### Task:
For the data below, work out how many lines include the string "located" and report only the number.

### Exercise inputs:
-- Opening Marker --
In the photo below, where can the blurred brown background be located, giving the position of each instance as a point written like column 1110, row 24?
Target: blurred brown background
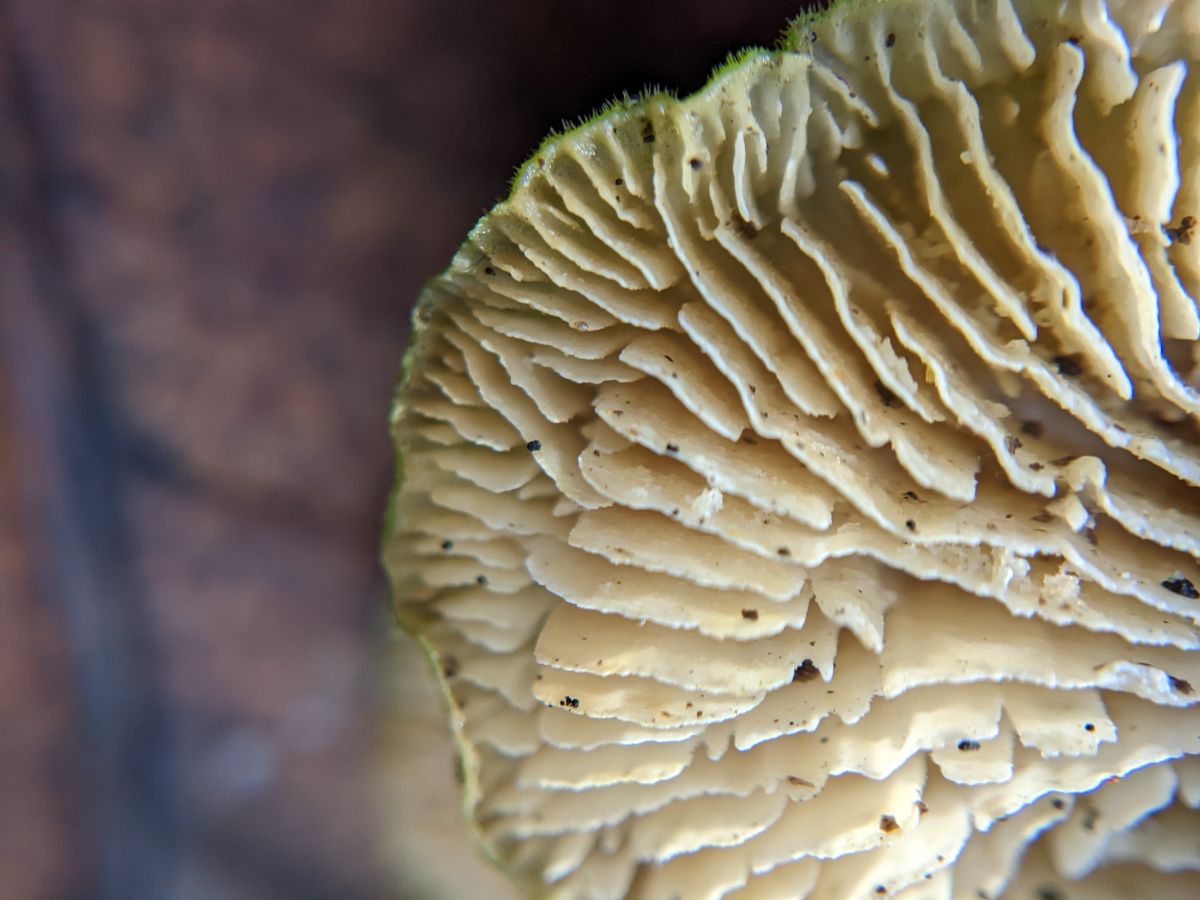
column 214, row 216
-- Closing Marker --
-- Opening Marker --
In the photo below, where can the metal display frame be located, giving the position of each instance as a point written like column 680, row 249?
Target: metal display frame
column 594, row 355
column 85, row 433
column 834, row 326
-- Closing Marker --
### Output:
2